Manuel Muñoz, MFA ’98, is an acclaimed fiction writer and a professor of creative writing at the University of Arizona—and he recently won one of the nation’s most coveted honors, an $800,000 “genius grant” from the John T. and Catherine D. MacArthur Foundation.

But in his prose, Muñoz draws on roots a world away from academia: he grew up in a Mexican-American family of farm workers in California’s Central Valley, laboring in the fields while also going to school.

“I am very careful when I tell my story, especially when I speak with students, to affirm that it isn’t about ‘bootstraps,’ but access,” notes Muñoz, who attended Harvard on scholarship as a first-generation student before matriculating into Cornell’s highly selective MFA program in creative writing.

“Many, many young people have creative drives, ambitions, and dreams, but we don’t all get access. Nothing is improbable if we are actually given equitable opportunities.”

Muñoz’s writing explores the lives of mothers and sons, U.S.-born citizens and immigrants, young gay men and teenage parents—and grapples with the impacts of racial politics and the limited economic opportunities in the Central Valley region.

+++++

■ **Directive**
Carry on the profile of Manuel Muñoz from its last paragraph, picking up right after the sentence about what his writing explores.

■ **Material provided**
+++++

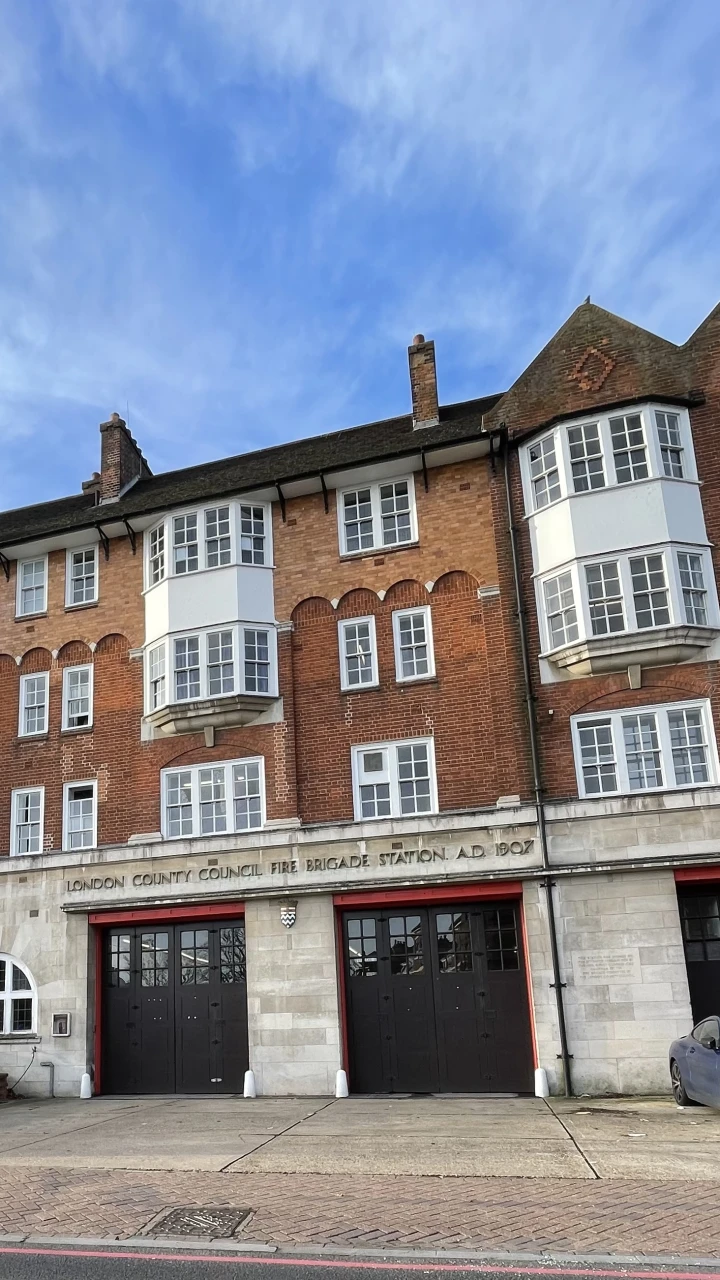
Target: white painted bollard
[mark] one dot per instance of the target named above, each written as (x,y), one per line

+++++

■ **Response to the task**
The cover of "The Consequences"

His latest work, The Consequences, comprises 10 tales, mostly set in communities of Mexican and Mexican-American farmworkers outside Fresno, CA, in the 1980s.

“Lucid and elegantly written,” raves the L.A. Times,The Consequences tells the stories of characters who ache for one another or for ephemeral moments of release; who ache—bodily—from a life spent harvesting the sweetness that will grace other tables.”

Says NPR: “Muñoz’s prose is shining and hypnotic, and suffused with care and tenderness.”

Muñoz’s prose is shining and hypnotic, and suffused with care and tenderness.

NPR

In one story, a recent arrival in the neighborhood joins the women who wait each evening for their men to come home from the fields—always worried about the immigration vans that sometimes take them away for days, or longer.

“When the street fell silent at dusk, the screen doors of the dark houses opened one by one,” Muñoz writes, “and the shadows of the women came to sit outside, a vigil on the concrete steps.”

Manuel Muñoz chats with an attendee at a conference and book signing on campus in 2022
At a book signing on campus in 2022. (Simon Wheeler / Cornell University)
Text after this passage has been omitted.